_The task_. Please rewrite all of the rows below as a single numbered list, leaving out the blank lines.

_Dataset excerpts_.
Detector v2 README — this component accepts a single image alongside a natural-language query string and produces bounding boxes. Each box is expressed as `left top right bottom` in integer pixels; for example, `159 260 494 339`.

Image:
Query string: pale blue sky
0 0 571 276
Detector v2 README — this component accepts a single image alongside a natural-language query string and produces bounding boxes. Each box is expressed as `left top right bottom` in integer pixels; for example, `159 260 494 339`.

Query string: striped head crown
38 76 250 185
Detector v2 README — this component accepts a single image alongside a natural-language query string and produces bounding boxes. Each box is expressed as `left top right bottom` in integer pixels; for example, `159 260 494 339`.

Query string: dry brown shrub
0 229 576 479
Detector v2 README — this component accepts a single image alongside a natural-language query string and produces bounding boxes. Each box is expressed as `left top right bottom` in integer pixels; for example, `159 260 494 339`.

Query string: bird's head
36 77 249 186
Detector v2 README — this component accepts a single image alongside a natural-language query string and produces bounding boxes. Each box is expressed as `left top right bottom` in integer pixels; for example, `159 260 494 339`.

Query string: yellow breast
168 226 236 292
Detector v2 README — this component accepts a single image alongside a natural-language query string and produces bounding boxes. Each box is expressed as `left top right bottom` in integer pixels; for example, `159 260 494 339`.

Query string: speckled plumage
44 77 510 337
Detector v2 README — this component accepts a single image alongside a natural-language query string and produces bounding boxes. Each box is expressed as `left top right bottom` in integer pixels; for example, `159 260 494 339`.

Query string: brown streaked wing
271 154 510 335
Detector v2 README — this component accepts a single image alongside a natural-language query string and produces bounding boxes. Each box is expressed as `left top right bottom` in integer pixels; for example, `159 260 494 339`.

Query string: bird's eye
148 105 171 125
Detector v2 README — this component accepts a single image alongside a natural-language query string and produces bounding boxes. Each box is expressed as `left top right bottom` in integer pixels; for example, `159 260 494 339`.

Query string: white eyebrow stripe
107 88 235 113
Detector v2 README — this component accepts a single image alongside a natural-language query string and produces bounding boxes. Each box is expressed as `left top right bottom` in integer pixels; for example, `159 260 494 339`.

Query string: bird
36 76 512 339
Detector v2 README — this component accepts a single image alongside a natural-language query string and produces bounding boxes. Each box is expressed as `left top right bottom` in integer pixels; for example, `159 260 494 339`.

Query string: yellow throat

_Solution to this exercise_.
1. Detector v2 README — this component accepts a single image alongside a natural-language query string and produces bounding boxes. Each box is expressed as `left top right bottom` in integer pixels; for example, `159 260 494 339`.
2. Image:
3. Query string: pale blue sky
4. 0 0 571 276
5. Detector v2 README — this component accepts a single image alongside a natural-language query string and produces bounding boxes. Each box is expressed as `left top right bottom` in integer pixels; for example, `159 260 494 339`.
6. Query string: striped head crown
7. 38 76 250 185
8. Detector v2 README — this component accepts a single image alongside a natural-language query string and produces bounding boxes. Each box is expressed as `left top right bottom` in integer pixels; for example, `159 260 494 339`.
9. Query string: dry brown shrub
10. 0 229 576 479
11. Detector v2 README — this component accepts a single image alongside a natural-language query string and produces bounding boxes. Each box is expressed as `left top right bottom` in integer pixels; for example, `159 260 494 339`.
12. Query string: bird's head
13. 36 77 249 186
14. Detector v2 README — this component accepts a single image alongside a natural-language query string and produces bounding boxes. Each box is expressed as `left top right bottom` in integer pixels; for example, `159 260 494 339`.
15. Query string: yellow breast
16. 168 226 236 292
17. Detector v2 README — this component accepts a single image alongside a natural-language query string and produces bounding boxes. Each box is expressed as `left top right bottom` in integer pixels; for example, `159 260 494 339`.
18. Query string: speckled plumage
19. 44 77 510 337
20. Detector v2 README — this component accepts a single image alongside a natural-language query string and produces bounding boxes. Each box is expressed as `left top right bottom` in integer pixels; for example, `159 260 494 339`.
21. Query string: brown streaked wing
22. 271 154 510 335
23. Detector v2 README — this component accepts a single image alongside a natural-language query string and produces bounding boxes. Each box is expressed as `left top right bottom` in integer pixels; for example, `159 260 494 339`.
24. Query string: bird's eye
25. 148 105 171 125
26. Detector v2 README — this component accepts a single image alongside a natural-language query string and produces bounding boxes. Each box is expressed as `left top right bottom` in integer pixels; for example, `159 260 494 339`.
27. Query string: white eyebrow stripe
28. 107 88 235 113
29. Detector v2 README — this component accepts a single image alongside a natural-language query string and produces bounding boxes. Each box is expressed as `left top right bottom` in integer pixels; for example, `159 260 494 339`.
30. Query string: bird
31. 36 76 512 339
32. Detector v2 README — this component accepts a single image alongside a natural-language query string and produces bounding boxes. Each box is expressed as `left top right bottom` in integer pixels; for example, `159 260 494 339`.
33. Query string: yellow throat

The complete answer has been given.